## Extract to read:
Preventing SARS-CoV-2 infection in immunocompromised people hasn’t gotten any easier as the pandemic trundles on into its fifth year.
The monoclonal antibody tixagevimab-cilgavimab (Evusheld) has long gone by the wayside for pre-exposure prophylaxis and no replacements are on the horizon. Other prevention strategies among the general population, such as mask-wearing, have all but disappeared.
Vaccination against SARS-CoV-2 is now the key prevention strategy for this vulnerable population, and people who are immunocompromised should still get COVID boosters — but, given that they are less likely to generate an adequate immune response to the vaccines, the question is: how often?
“We really have a very confusing, complex black box of problems,” Catherine Diefenbach, MD, a hematologist-oncologist at NYU Langone Health in New York City, told MedPage Today. “Different people are immunocompromised in different ways. You have people with autoimmune disease who are compromised. You have people with organ transplants who are compromised. You have the elderly who are immunocompromised, and you have malignancy patients who are immune compromised.”
The most vulnerable among the immunosuppressed are people receiving treatment for cancer, especially with B-cell-depleting therapies, those who have received organ transplants who must remain on immunosuppressive medications indefinitely, and people living with HIV. People who must take medications like steroids or methotrexate to manage autoimmune conditions are also at risk for more severe disease from SARS-CoV-2 infection.

## Exercise:
Retype the passage from the article on COVID protection for immunocompromised people, from "The monoclonal antibody" up to and including "is: how often?".

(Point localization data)
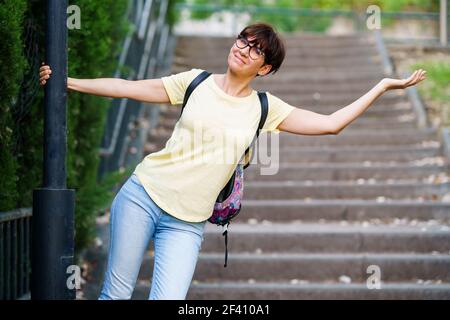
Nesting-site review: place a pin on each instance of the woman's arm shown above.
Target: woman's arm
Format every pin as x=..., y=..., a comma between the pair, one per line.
x=306, y=122
x=150, y=90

## Result below:
The monoclonal antibody tixagevimab-cilgavimab (Evusheld) has long gone by the wayside for pre-exposure prophylaxis and no replacements are on the horizon. Other prevention strategies among the general population, such as mask-wearing, have all but disappeared.
Vaccination against SARS-CoV-2 is now the key prevention strategy for this vulnerable population, and people who are immunocompromised should still get COVID boosters — but, given that they are less likely to generate an adequate immune response to the vaccines, the question is: how often?